=== TEXT BLOCK ===

Review
The Armstrong Lie
Movie Review
Director | Alex Gibney | |
Starring | Lance Armstrong, Betsy Andreu, Frankie Andreu | |
Release | 8 NOV 2013 (US) 31 JAN 2014 (UK) Certificate 15 |
Ed Williamson
28th January 2014
If documentary film was once considered the presentation of truth, the best examples of its contemporary boom seem now more concerned with examining the nature of truth itself. As if the genre had begun to no longer trust its own motives, we now see deliberate use of unreliable narrators, and are invited to consider the anatomy of a lie. Lance Armstrong is as unreliable a subject as you're likely to find, and by the end of Alex Gibney's latest film, you're still not sure whether he's telling the whole truth.
But through looking closer at the broader effects of this deception shown in The Armstrong Lie, I'm a lot less sure. By which I mean I'm now basing my opinion on at least a shoestring grasp of the facts, rather than my usual perpetually jerking knee. Because the fact is that in harming the reputation of a sport, you harm its capacity to make money through sponsorship, which impacts people's jobs; people's lives. And he and others are also facing a civil fraud case by the US Postal Service, which invested taxpayers' money to sponsor his team to the tune of $40 million.
What's most interesting about Alex Gibney's documentary is the fact that he initially set out to make an entirely different one: The Road Back, about Armstrong's attempt to come out of retirement and win an eighth Tour de France. You wonder why he wanted to; a straightahead inspirational sports documentary seems out of keeping with his usual modus operandi. But once the doping scandal broke, he had no choice but to shelve it then pick it up again later, retooled as a quest to make his subject explain himself for lying to him throughout their time together.
It's not so much Armstrong's denial of doping, which you see time and time again in archive footage, that gets you. If you're cheating, you have to pretend you aren't; there's not much point doing it otherwise. No, it's the indignation, sometimes vitriol, with which he denied it that gives you a real insight into his character. Because what's clear is that either he had convinced himself he was doing nothing wrong (and in fairness there's plenty of evidence that most of his competitors were doing the same), or he simply didn't believe anybody had the right to question him. It was probably a bit of both. There is even a denial in which he invokes his responsibility to the cancer-stricken children to whom he is a role model. I physically winced. Gibney explored a similar, though far less extreme, bullishness in the face of accusation in Client 9: The Rise And Fall Of Eliot Spitzer, and he knows how to let the archive footage do the work for him in the light of what the viewer already knows.

=== DATA SHOWN ===

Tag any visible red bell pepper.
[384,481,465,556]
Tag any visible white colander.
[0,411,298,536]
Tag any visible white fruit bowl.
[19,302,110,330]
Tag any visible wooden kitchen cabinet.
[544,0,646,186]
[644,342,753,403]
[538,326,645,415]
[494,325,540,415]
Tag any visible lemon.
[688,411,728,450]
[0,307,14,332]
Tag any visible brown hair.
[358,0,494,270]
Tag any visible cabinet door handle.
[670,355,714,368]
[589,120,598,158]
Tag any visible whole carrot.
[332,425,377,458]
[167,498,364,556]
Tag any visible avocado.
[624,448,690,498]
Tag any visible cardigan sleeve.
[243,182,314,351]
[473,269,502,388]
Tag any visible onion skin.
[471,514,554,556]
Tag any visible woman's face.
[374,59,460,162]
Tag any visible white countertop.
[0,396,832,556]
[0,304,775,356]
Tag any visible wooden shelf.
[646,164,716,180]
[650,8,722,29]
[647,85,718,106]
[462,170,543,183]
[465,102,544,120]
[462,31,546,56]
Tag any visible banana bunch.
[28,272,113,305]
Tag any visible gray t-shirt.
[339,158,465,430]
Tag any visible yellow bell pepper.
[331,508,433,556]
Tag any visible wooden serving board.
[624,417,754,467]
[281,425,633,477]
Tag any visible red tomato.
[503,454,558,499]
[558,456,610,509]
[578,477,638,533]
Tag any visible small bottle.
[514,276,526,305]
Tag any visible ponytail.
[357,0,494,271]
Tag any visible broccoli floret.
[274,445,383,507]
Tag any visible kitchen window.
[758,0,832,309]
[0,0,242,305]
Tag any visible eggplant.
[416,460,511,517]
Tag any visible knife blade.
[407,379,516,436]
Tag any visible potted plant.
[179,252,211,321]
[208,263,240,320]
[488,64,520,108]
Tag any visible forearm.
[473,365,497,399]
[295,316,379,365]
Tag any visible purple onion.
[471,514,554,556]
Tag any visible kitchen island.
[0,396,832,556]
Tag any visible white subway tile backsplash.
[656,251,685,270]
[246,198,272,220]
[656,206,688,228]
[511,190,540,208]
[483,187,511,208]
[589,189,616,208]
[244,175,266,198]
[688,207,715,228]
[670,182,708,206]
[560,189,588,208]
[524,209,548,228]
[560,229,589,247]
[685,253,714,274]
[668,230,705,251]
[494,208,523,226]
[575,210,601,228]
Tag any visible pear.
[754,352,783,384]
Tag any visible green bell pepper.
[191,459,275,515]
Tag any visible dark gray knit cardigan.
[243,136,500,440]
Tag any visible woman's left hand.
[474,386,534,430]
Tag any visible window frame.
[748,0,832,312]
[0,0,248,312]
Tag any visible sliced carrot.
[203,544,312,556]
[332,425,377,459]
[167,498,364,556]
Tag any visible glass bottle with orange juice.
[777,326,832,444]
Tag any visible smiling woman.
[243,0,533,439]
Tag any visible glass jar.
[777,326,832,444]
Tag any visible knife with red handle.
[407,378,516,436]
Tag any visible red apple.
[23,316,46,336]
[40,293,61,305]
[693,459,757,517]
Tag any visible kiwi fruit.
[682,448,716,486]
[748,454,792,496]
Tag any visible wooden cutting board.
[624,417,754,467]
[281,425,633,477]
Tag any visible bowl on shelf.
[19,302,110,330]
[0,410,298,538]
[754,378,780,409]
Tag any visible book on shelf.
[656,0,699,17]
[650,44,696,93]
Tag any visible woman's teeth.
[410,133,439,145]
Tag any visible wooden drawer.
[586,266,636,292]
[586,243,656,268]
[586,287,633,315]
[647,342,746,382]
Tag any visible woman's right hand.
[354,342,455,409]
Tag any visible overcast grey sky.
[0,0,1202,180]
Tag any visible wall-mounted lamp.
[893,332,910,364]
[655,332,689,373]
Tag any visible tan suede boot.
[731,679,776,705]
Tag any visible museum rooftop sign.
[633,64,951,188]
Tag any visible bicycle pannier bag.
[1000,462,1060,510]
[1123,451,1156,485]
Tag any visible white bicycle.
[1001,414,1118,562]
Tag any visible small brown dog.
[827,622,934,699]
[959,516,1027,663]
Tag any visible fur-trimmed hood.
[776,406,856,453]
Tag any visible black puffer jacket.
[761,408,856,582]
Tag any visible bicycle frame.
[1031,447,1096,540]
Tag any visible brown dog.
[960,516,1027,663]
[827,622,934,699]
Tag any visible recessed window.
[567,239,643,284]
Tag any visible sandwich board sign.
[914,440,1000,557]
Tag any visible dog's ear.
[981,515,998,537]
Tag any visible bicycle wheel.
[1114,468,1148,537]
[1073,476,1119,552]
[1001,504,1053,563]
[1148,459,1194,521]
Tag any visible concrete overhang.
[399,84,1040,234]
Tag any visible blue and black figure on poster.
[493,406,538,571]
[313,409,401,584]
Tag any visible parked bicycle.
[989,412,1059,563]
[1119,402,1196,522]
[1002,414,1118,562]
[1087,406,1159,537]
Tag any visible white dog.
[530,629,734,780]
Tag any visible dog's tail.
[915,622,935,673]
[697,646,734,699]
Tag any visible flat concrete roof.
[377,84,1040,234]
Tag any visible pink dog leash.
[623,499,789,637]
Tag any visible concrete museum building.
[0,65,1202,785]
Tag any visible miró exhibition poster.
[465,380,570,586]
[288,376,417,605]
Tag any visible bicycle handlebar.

===

WHAT YOU SHOULD DO | Could you repeat, word for word, the passage of The Armstrong Lie review starting at "What's most interesting" and ending at "their time together."?

RESPONSE AREA |
What's most interesting about Alex Gibney's documentary is the fact that he initially set out to make an entirely different one: The Road Back, about Armstrong's attempt to come out of retirement and win an eighth Tour de France. You wonder why he wanted to; a straightahead inspirational sports documentary seems out of keeping with his usual modus operandi. But once the doping scandal broke, he had no choice but to shelve it then pick it up again later, retooled as a quest to make his subject explain himself for lying to him throughout their time together.